[Written instruction]: State how many lines of the items contain the string "Outlines", counting only matches with the same case. Reply with the number alone.

[Data for this exercise]:

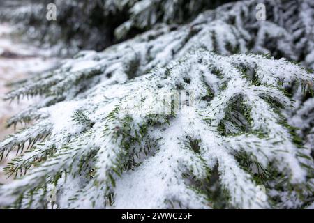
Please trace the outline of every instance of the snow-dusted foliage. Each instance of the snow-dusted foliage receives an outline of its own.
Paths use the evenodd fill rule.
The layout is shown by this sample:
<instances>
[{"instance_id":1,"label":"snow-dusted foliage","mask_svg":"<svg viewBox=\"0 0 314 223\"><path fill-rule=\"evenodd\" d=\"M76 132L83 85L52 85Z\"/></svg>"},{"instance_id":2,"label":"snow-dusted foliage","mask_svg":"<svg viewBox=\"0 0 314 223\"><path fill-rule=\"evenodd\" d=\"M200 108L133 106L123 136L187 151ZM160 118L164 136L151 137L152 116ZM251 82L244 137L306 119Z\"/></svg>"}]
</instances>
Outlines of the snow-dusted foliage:
<instances>
[{"instance_id":1,"label":"snow-dusted foliage","mask_svg":"<svg viewBox=\"0 0 314 223\"><path fill-rule=\"evenodd\" d=\"M308 151L294 146L278 113L278 106L290 105L278 83L296 80L313 81L285 60L201 51L125 84L102 82L42 108L45 118L1 143L4 153L50 135L8 167L9 173L29 172L0 188L1 204L20 197L21 207L43 207L42 194L55 183L60 208L210 208L207 180L216 166L231 206L270 206L256 197L260 182L251 175L265 180L270 165L283 180L272 190L300 187L308 196ZM163 103L154 94L176 90L193 92L195 107L183 105L178 114L151 112ZM242 155L251 162L246 169L237 160Z\"/></svg>"},{"instance_id":2,"label":"snow-dusted foliage","mask_svg":"<svg viewBox=\"0 0 314 223\"><path fill-rule=\"evenodd\" d=\"M259 1L239 1L181 25L170 22L180 1L121 2L133 12L124 27L154 29L8 93L43 100L8 121L33 125L0 142L0 157L27 150L6 169L17 179L0 187L0 206L311 205L314 77L287 59L313 65L313 21L295 6L311 15L311 1L265 0L266 21ZM171 6L158 20L146 14ZM169 93L170 103L158 97Z\"/></svg>"},{"instance_id":3,"label":"snow-dusted foliage","mask_svg":"<svg viewBox=\"0 0 314 223\"><path fill-rule=\"evenodd\" d=\"M12 0L10 0L12 1ZM114 30L127 19L121 1L13 0L0 9L0 20L15 25L16 33L52 49L53 54L102 50L114 42ZM57 20L46 19L54 3ZM115 15L115 16L113 16Z\"/></svg>"}]
</instances>

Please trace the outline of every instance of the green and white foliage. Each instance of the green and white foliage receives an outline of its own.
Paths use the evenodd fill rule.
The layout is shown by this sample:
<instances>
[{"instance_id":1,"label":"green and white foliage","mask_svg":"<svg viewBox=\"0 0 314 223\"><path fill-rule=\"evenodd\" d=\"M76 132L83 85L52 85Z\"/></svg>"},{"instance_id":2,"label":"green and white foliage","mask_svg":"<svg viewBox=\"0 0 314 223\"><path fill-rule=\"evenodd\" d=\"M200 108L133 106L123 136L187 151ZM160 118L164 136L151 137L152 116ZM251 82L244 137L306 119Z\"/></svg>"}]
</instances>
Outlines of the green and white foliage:
<instances>
[{"instance_id":1,"label":"green and white foliage","mask_svg":"<svg viewBox=\"0 0 314 223\"><path fill-rule=\"evenodd\" d=\"M132 2L132 8L150 6ZM81 52L57 70L20 82L7 100L43 100L8 122L33 124L0 142L0 157L27 151L6 169L16 179L0 186L0 206L311 205L313 74L285 59L304 62L300 52L311 36L303 33L296 47L295 30L273 18L276 13L256 21L256 3L225 4L180 25L171 22L177 13L155 21L140 19L145 13L138 10L130 21L138 17L153 29L101 52ZM169 92L188 93L195 102L156 100ZM163 106L171 112L154 112Z\"/></svg>"},{"instance_id":2,"label":"green and white foliage","mask_svg":"<svg viewBox=\"0 0 314 223\"><path fill-rule=\"evenodd\" d=\"M0 187L1 205L17 199L21 208L43 208L53 184L60 208L211 208L209 180L218 168L227 206L289 206L262 202L256 185L270 174L283 180L280 189L269 180L274 194L292 193L288 201L311 194L308 150L294 145L278 112L290 105L278 83L297 80L313 82L283 59L198 51L124 84L103 81L43 107L44 118L1 143L4 153L50 135L7 167L26 175ZM197 102L179 114L149 112L162 106L152 99L163 90L194 92Z\"/></svg>"},{"instance_id":3,"label":"green and white foliage","mask_svg":"<svg viewBox=\"0 0 314 223\"><path fill-rule=\"evenodd\" d=\"M15 33L47 47L53 54L80 49L102 50L114 43L114 31L127 17L112 1L14 0L0 9L0 20L15 25ZM54 3L57 20L46 19L47 6Z\"/></svg>"}]
</instances>

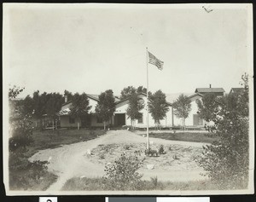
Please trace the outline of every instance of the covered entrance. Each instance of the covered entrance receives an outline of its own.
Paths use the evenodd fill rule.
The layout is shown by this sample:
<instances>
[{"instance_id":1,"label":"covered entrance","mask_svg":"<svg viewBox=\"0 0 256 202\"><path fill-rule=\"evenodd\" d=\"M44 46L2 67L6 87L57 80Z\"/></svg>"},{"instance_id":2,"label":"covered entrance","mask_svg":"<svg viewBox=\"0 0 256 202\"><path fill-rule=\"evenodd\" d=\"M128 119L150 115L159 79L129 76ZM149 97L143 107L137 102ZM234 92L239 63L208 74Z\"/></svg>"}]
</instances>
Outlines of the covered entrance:
<instances>
[{"instance_id":1,"label":"covered entrance","mask_svg":"<svg viewBox=\"0 0 256 202\"><path fill-rule=\"evenodd\" d=\"M203 120L199 117L198 114L193 114L193 125L197 126L197 125L202 125L203 124Z\"/></svg>"},{"instance_id":2,"label":"covered entrance","mask_svg":"<svg viewBox=\"0 0 256 202\"><path fill-rule=\"evenodd\" d=\"M120 127L125 125L125 113L116 113L114 115L114 126Z\"/></svg>"},{"instance_id":3,"label":"covered entrance","mask_svg":"<svg viewBox=\"0 0 256 202\"><path fill-rule=\"evenodd\" d=\"M88 114L87 116L81 117L81 127L83 128L88 128L90 127L90 114Z\"/></svg>"}]
</instances>

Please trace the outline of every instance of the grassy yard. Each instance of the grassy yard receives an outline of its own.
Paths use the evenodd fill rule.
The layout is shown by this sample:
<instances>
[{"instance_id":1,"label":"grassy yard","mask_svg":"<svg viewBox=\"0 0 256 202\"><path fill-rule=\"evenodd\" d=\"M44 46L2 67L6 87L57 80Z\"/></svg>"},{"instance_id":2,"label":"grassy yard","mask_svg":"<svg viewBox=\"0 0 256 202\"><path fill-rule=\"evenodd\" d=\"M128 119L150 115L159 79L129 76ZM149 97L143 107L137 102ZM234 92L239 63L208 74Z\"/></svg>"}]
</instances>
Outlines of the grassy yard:
<instances>
[{"instance_id":1,"label":"grassy yard","mask_svg":"<svg viewBox=\"0 0 256 202\"><path fill-rule=\"evenodd\" d=\"M184 141L194 141L194 142L203 142L203 143L212 143L214 141L218 140L218 137L212 136L212 134L209 132L149 133L149 136L161 138L165 140Z\"/></svg>"},{"instance_id":2,"label":"grassy yard","mask_svg":"<svg viewBox=\"0 0 256 202\"><path fill-rule=\"evenodd\" d=\"M42 149L91 140L103 134L105 134L104 130L83 129L33 131L34 141L29 147L10 153L9 188L11 190L46 190L56 181L57 176L47 170L46 162L32 163L28 161L29 157Z\"/></svg>"},{"instance_id":3,"label":"grassy yard","mask_svg":"<svg viewBox=\"0 0 256 202\"><path fill-rule=\"evenodd\" d=\"M26 156L31 157L39 150L58 147L65 144L89 141L104 135L102 130L55 130L33 131L34 142L27 147Z\"/></svg>"},{"instance_id":4,"label":"grassy yard","mask_svg":"<svg viewBox=\"0 0 256 202\"><path fill-rule=\"evenodd\" d=\"M140 190L218 190L218 184L211 181L191 181L186 182L160 182L157 178L151 181L143 181ZM111 191L113 190L108 186L104 178L79 178L74 177L66 182L62 191Z\"/></svg>"}]
</instances>

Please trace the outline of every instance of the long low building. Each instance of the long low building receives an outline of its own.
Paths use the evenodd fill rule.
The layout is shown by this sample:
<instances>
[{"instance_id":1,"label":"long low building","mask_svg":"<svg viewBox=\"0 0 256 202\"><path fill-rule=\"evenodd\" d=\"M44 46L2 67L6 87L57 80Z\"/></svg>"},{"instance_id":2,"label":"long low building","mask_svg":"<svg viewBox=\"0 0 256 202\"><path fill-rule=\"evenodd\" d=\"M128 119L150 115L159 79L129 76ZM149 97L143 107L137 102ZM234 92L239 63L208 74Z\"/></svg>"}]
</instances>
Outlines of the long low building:
<instances>
[{"instance_id":1,"label":"long low building","mask_svg":"<svg viewBox=\"0 0 256 202\"><path fill-rule=\"evenodd\" d=\"M198 100L201 100L202 96L206 93L215 93L217 96L224 95L224 90L222 88L201 88L196 89L195 93L188 95L189 99L191 101L191 111L189 117L186 118L186 126L189 127L203 127L206 124L206 121L201 119L198 114ZM179 94L180 95L180 94ZM169 111L166 113L166 116L164 119L160 120L160 125L163 128L172 128L174 126L182 126L183 120L182 118L177 118L172 107L172 103L176 101L179 95L175 96L170 96L166 95L166 103L169 107ZM137 128L146 128L147 127L147 108L146 101L147 96L146 94L140 94L139 98L141 101L145 104L145 107L141 110L141 118L135 121L135 126ZM96 114L96 106L99 101L99 96L97 95L87 95L87 97L90 101L90 106L91 106L90 110L89 111L89 115L86 118L74 118L70 116L70 107L72 105L71 101L66 101L61 111L59 112L59 120L61 127L69 128L69 127L77 127L78 122L81 127L90 128L90 127L103 127L103 122L101 118ZM116 109L109 119L107 122L107 125L113 127L122 127L122 126L130 126L131 125L131 120L127 116L127 107L129 105L129 99L119 100L117 97L115 98ZM151 114L148 115L148 126L154 127L154 120L152 118Z\"/></svg>"}]
</instances>

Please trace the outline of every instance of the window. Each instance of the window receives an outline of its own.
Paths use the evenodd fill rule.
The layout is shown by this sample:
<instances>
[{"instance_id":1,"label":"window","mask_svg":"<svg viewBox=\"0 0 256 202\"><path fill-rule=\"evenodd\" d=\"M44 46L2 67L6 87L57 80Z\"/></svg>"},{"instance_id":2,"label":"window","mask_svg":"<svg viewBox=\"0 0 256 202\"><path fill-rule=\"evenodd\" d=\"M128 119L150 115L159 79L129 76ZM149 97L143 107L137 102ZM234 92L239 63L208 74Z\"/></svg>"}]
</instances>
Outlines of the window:
<instances>
[{"instance_id":1,"label":"window","mask_svg":"<svg viewBox=\"0 0 256 202\"><path fill-rule=\"evenodd\" d=\"M69 124L74 124L75 123L75 118L73 117L69 117Z\"/></svg>"},{"instance_id":2,"label":"window","mask_svg":"<svg viewBox=\"0 0 256 202\"><path fill-rule=\"evenodd\" d=\"M141 117L137 119L138 124L143 124L143 114L141 113Z\"/></svg>"},{"instance_id":3,"label":"window","mask_svg":"<svg viewBox=\"0 0 256 202\"><path fill-rule=\"evenodd\" d=\"M102 122L103 122L102 118L101 117L97 117L97 124L101 124Z\"/></svg>"}]
</instances>

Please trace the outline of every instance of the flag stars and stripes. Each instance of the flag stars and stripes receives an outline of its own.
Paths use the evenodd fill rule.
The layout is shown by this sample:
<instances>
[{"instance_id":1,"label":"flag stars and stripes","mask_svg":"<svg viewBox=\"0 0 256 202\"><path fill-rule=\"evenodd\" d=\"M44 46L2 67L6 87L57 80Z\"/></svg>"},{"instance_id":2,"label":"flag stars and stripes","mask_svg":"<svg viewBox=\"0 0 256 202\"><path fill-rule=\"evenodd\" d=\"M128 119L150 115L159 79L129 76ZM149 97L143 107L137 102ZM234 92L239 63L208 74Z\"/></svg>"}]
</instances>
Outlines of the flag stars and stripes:
<instances>
[{"instance_id":1,"label":"flag stars and stripes","mask_svg":"<svg viewBox=\"0 0 256 202\"><path fill-rule=\"evenodd\" d=\"M158 69L162 70L164 62L148 52L148 63L154 65Z\"/></svg>"}]
</instances>

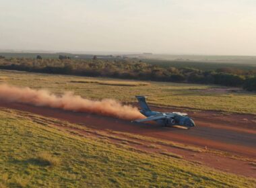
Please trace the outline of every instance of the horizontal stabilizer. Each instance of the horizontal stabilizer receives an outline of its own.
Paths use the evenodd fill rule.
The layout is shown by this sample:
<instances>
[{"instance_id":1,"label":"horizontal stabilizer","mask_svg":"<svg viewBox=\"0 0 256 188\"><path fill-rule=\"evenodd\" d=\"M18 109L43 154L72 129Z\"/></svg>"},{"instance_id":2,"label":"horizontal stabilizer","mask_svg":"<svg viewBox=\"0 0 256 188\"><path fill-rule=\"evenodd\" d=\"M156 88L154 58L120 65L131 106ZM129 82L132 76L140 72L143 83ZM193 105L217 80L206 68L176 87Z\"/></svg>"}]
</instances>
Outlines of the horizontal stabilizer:
<instances>
[{"instance_id":1,"label":"horizontal stabilizer","mask_svg":"<svg viewBox=\"0 0 256 188\"><path fill-rule=\"evenodd\" d=\"M134 122L140 123L140 122L154 121L154 120L161 120L161 119L166 119L166 118L169 118L169 117L174 117L174 115L173 114L155 115L150 116L150 117L148 117L147 118L145 118L145 119L137 120L135 120Z\"/></svg>"},{"instance_id":2,"label":"horizontal stabilizer","mask_svg":"<svg viewBox=\"0 0 256 188\"><path fill-rule=\"evenodd\" d=\"M146 101L146 97L144 96L135 96L137 99L139 101L139 105L141 107L142 110L144 111L151 111L148 107L147 102Z\"/></svg>"}]
</instances>

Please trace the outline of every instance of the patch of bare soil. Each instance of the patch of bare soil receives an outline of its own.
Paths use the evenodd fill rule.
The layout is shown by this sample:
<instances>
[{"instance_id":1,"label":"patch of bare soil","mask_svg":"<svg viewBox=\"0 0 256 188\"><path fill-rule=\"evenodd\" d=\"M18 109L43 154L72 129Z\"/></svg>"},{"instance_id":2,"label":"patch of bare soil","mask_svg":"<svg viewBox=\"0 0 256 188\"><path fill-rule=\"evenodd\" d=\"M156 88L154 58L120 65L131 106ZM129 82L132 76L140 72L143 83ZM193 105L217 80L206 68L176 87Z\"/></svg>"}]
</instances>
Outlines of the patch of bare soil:
<instances>
[{"instance_id":1,"label":"patch of bare soil","mask_svg":"<svg viewBox=\"0 0 256 188\"><path fill-rule=\"evenodd\" d=\"M84 124L96 130L94 136L98 131L105 132L113 136L114 133L111 133L113 131L129 133L154 139L174 141L201 149L207 148L208 150L220 150L230 155L238 155L245 158L251 158L252 160L256 159L256 124L253 122L255 120L255 115L253 115L222 114L212 111L191 111L189 112L189 115L194 119L197 126L188 130L162 128L156 124L133 124L129 121L95 114L75 113L5 101L0 101L0 106L66 120L70 123ZM152 108L160 111L177 111L174 108ZM247 120L246 124L244 123L245 119ZM61 128L68 129L65 127ZM94 135L92 132L86 132L84 130L78 131L86 136ZM195 152L160 143L156 144L148 140L136 140L121 134L117 136L119 140L115 136L108 139L114 143L126 144L143 152L157 152L160 154L163 152L171 152L182 156L185 160L201 163L223 171L256 177L255 167L251 164L254 163L245 160L231 158L227 156L215 154L214 152ZM123 138L120 140L120 138Z\"/></svg>"}]
</instances>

[Solution to the exercise]: 9